What you should do:
In this exercise, return each entry exactly as given.

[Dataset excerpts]
□ □ □ □ □
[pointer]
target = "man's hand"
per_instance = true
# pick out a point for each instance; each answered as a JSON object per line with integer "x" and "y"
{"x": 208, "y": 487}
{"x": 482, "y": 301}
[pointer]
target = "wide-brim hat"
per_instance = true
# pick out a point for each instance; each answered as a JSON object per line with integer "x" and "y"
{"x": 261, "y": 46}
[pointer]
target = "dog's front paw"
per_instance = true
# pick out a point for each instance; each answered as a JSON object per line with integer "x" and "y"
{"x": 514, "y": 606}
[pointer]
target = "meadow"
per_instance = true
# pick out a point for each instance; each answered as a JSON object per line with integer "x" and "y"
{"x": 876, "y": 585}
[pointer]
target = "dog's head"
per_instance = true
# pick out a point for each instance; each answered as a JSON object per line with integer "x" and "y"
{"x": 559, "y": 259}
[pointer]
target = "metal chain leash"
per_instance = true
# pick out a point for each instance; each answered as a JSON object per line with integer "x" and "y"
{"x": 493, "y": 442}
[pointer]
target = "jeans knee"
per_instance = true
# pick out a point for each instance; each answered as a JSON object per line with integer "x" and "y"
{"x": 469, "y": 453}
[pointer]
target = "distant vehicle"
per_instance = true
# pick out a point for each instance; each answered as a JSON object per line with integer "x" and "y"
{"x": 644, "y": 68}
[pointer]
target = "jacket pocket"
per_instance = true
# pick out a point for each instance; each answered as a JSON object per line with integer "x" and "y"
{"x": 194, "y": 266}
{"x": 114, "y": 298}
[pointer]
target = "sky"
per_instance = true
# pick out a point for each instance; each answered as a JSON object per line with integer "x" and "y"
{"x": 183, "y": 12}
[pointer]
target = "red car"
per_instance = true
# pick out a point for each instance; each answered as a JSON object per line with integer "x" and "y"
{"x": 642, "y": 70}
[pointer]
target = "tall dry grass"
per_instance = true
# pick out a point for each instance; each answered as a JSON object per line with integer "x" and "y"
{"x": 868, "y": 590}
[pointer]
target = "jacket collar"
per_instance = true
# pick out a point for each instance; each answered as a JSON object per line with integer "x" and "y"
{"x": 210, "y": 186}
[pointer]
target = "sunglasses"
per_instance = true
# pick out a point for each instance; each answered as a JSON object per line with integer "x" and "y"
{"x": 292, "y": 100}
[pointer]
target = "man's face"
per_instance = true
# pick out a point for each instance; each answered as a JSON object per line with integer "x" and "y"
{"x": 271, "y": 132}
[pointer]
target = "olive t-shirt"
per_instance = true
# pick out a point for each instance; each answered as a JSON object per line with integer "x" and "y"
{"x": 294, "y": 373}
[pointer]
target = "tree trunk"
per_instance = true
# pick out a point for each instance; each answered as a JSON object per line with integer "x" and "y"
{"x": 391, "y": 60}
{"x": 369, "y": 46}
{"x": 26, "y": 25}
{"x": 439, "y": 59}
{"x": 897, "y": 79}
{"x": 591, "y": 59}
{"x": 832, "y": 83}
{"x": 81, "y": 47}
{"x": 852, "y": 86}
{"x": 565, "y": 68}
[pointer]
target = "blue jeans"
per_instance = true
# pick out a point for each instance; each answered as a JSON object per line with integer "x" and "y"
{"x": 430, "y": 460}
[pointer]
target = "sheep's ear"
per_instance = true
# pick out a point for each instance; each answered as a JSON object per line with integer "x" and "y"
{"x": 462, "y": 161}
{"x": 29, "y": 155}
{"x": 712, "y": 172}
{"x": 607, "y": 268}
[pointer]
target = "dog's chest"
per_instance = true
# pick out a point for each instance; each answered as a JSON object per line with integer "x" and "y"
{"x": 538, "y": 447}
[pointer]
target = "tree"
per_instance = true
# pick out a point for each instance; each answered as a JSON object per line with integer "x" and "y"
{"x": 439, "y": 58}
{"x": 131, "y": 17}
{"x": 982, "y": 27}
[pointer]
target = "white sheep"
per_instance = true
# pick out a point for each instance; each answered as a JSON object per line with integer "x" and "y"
□ □ □ □ □
Result:
[pointer]
target = "man's hand"
per_instance = true
# pick out a point for each instance; each answered as a JSON object per line with integer "x" and "y"
{"x": 208, "y": 487}
{"x": 482, "y": 301}
[pointer]
target = "wide-brim hat"
per_instance = true
# pick out a point for each instance; each answered as a JSON object per line with integer "x" and "y"
{"x": 261, "y": 46}
[pointer]
target = "dog's front paw"
per_instance = true
# pick out a point for each instance; each answered as a JSON object per line with integer "x" and "y"
{"x": 514, "y": 606}
[pointer]
target = "meadow"
per_instance = true
# pick out a point for each instance; each answered as a JSON object per line with integer "x" and "y"
{"x": 876, "y": 585}
[pointer]
target = "dog's head"
per_instance = true
# pick out a point for each instance; each answered as a JSON object per line with integer "x" and "y"
{"x": 559, "y": 259}
[pointer]
target = "metal chain leash"
per_instance = true
# pick out a point for each instance; each answered as a JSON object per line with integer "x" and "y"
{"x": 493, "y": 442}
[pointer]
target = "jeans knee"
per_instance = true
# pick out a point for each instance; each answered as a JSON object per line with integer "x" and "y"
{"x": 469, "y": 453}
[pointer]
target = "distant vehicle"
per_instance = true
# pick out a point for each instance; each answered as a JSON object per line with integer "x" and "y"
{"x": 644, "y": 68}
[pointer]
target = "jacket pocket"
per_instance = true
# pick out a point for each instance; each answered as a JSON object per line with integer "x" and "y"
{"x": 194, "y": 266}
{"x": 114, "y": 298}
[pointer]
target = "sky"
per_instance = true
# pick out a point for each instance; each answered as a JSON object per line with integer "x" and "y"
{"x": 183, "y": 12}
[pointer]
target = "red car"
per_instance = true
# pick out a point for each instance; each answered as a JSON object per line with integer "x" and "y"
{"x": 642, "y": 70}
[pointer]
target = "tall dry grass"
per_instance = true
# pick out a point for each instance; each answered as a JSON object per line with integer "x" and "y"
{"x": 868, "y": 590}
[pointer]
target = "jacket collar"
per_instance = true
# pick out a point for each instance; each answered as a JSON object per line with integer "x" and "y"
{"x": 210, "y": 186}
[pointer]
target = "sunglasses"
per_instance = true
# pick out a point for each instance; each answered as a JSON object per line with integer "x" and "y"
{"x": 292, "y": 100}
[pointer]
target = "man's face"
per_instance = true
# pick out a point for each instance; each answered as a JSON object per line with integer "x" and "y"
{"x": 271, "y": 132}
[pointer]
target = "olive t-shirt"
per_instance = true
# pick out a point for each instance; each answered as a JSON object per line with integer "x" and "y"
{"x": 294, "y": 373}
[pointer]
target = "tree trunk"
per_instance = true
# pick out a point for each instance; each answered as a JSON object per line with integer "x" and "y"
{"x": 391, "y": 60}
{"x": 369, "y": 46}
{"x": 26, "y": 25}
{"x": 439, "y": 59}
{"x": 897, "y": 79}
{"x": 591, "y": 59}
{"x": 832, "y": 83}
{"x": 81, "y": 47}
{"x": 852, "y": 86}
{"x": 565, "y": 68}
[pointer]
target = "blue jeans"
per_instance = true
# pick out a point for each instance; each answered as a JSON object per line with integer "x" and "y"
{"x": 430, "y": 460}
[pointer]
target = "sheep's ear"
per_instance = true
# pick out a point for each instance; each answered as a JSON object per line with integer "x" and "y"
{"x": 462, "y": 161}
{"x": 29, "y": 155}
{"x": 712, "y": 172}
{"x": 607, "y": 268}
[pointer]
target = "dog's chest"
per_instance = true
# pick out a point for each instance; each answered as a JSON object per line with integer "x" and "y"
{"x": 538, "y": 447}
[pointer]
target = "tree"
per_instance = true
# pick out a point for each instance; each answered as a JSON object per line with integer "x" and "y"
{"x": 439, "y": 58}
{"x": 131, "y": 17}
{"x": 982, "y": 27}
[pointer]
target = "white sheep"
per_instance = true
# pick out a point for each instance; each answered as a JSON object per line with integer "x" and "y"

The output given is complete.